**Directions for this task**
Please rewrite the stretch of data from the line containing "texture in the photo above." through the end of the data, replacing "marker" with "pin" and leaving everything else unchanged.

**Exercise inputs**
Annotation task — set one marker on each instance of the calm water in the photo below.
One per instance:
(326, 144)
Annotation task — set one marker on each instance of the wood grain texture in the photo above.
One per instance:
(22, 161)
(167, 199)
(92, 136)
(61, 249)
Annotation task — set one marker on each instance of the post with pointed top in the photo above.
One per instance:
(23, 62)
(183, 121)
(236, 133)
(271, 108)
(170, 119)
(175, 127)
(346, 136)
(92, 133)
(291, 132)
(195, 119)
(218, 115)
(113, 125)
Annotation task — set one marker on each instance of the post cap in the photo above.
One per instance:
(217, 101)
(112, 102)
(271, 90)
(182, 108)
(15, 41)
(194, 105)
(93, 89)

**Result of the exercise**
Annotation task — set one pin on each instance of the wood grain texture in the photo above.
One per instance:
(22, 161)
(167, 199)
(92, 136)
(61, 249)
Annotation task — set one pin on each instance of the post with pointed top in the photo above.
One per instance:
(23, 62)
(183, 121)
(236, 133)
(271, 108)
(170, 119)
(175, 127)
(346, 136)
(92, 133)
(291, 132)
(195, 119)
(218, 115)
(113, 125)
Annotation task — set one pin on each instance of the post cap in the photo above.
One per instance:
(217, 101)
(112, 102)
(271, 90)
(182, 108)
(15, 41)
(194, 105)
(93, 89)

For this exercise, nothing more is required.